* Verilen metin:
Şu an onları buraya davet etseydik ve bu gece bir şehit verseydik bunu nasıl anlatırdık.



Aynı şekilde, DTP`nin Çankaya Köşkü`nde verilecek 29 Ekim resepsiyonuna davet edilebileceğinin anımsatılması üzerine de Başbuğ, `Bunu davet edenlere sorun tabii, eğer davet ederlerse` demişti. DTP `lileri çağırmadığınız için sizi bölücülükle suçluyorlar, ne diyorsunuz?` sorusuna ise, `Önce onlar PKK `nın bir terör örgütü olduğunu kabul etsinler` cevabını vermişti.



SAĞDUYU ÇAĞRILARI: Ayrıca Başbuğ Paşa, medyaya hassas konularda mesela sınır ötesi veya krize yol açan bir siyasi durum olduğunda bizzat kendisi çıkıp sağduyu çağrısı yapabiliyor. Kendisinin son olarak gerek Başbakan Erdoğan ile başbaşa görüşmesi, gerekse Kuzey Irak'a kara harekatı sırasında sağduyu çağrılarında bulunması ve basın yayın organlarının karar vericileri rahat bırakmasını istemesi hala hatıralarda.

* Yapılacak görev a: Kayıtlardan "woman" kelimesini içeren bütün satırları çıkar.

Nesne tespiti etiket kayıtları:
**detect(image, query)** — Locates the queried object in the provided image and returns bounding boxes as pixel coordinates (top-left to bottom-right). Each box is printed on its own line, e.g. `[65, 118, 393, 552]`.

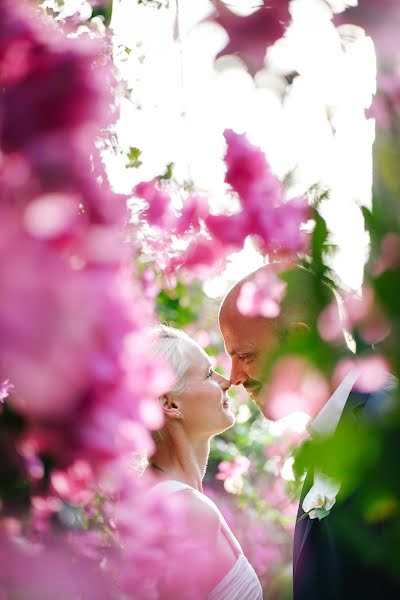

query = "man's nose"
[229, 363, 247, 385]
[219, 375, 232, 392]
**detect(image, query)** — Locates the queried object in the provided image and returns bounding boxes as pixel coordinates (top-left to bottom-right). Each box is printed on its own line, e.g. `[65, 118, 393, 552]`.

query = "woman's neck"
[150, 432, 210, 492]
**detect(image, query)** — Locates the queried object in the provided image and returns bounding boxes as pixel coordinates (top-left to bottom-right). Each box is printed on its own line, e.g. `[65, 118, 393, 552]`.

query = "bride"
[149, 325, 263, 600]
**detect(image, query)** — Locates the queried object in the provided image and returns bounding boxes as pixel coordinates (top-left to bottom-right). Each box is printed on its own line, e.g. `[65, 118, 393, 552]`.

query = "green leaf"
[125, 146, 143, 169]
[92, 2, 112, 27]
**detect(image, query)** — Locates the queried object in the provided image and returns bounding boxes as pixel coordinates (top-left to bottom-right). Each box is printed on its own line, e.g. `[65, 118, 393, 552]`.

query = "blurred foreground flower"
[210, 0, 290, 75]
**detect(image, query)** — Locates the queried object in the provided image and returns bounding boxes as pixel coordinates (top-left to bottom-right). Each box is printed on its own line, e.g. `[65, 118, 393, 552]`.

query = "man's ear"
[160, 394, 182, 419]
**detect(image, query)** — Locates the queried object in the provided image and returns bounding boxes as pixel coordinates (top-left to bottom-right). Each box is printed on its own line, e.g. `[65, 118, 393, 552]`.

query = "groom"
[219, 265, 400, 600]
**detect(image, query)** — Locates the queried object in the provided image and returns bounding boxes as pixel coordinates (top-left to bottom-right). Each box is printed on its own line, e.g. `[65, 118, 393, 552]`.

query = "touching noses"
[229, 359, 247, 385]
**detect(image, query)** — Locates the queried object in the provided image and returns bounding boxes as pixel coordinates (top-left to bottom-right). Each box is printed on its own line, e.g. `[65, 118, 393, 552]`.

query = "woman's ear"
[160, 394, 182, 419]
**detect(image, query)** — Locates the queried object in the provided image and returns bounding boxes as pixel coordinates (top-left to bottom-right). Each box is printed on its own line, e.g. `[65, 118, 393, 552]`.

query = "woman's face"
[177, 342, 235, 437]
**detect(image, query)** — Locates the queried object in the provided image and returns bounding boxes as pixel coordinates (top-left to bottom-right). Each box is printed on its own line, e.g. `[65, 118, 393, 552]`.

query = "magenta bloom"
[212, 0, 290, 75]
[237, 271, 286, 319]
[206, 130, 310, 255]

* Yapılacak görev b: Metnin "SAĞDUYU ÇAĞRILARI: Ayrıca" ile "istemesi hala hatıralarda." arasındaki kısmını, iki uç da dahil olmak üzere yeniden yaz ve "medyaya" yerine "basına" koyarak değiştir.

* Hazır cevap a:
query = "woman's neck"
query = "woman's ear"
query = "woman's face"

* Hazır cevap b:
SAĞDUYU ÇAĞRILARI: Ayrıca Başbuğ Paşa, basına hassas konularda mesela sınır ötesi veya krize yol açan bir siyasi durum olduğunda bizzat kendisi çıkıp sağduyu çağrısı yapabiliyor. Kendisinin son olarak gerek Başbakan Erdoğan ile başbaşa görüşmesi, gerekse Kuzey Irak'a kara harekatı sırasında sağduyu çağrılarında bulunması ve basın yayın organlarının karar vericileri rahat bırakmasını istemesi hala hatıralarda.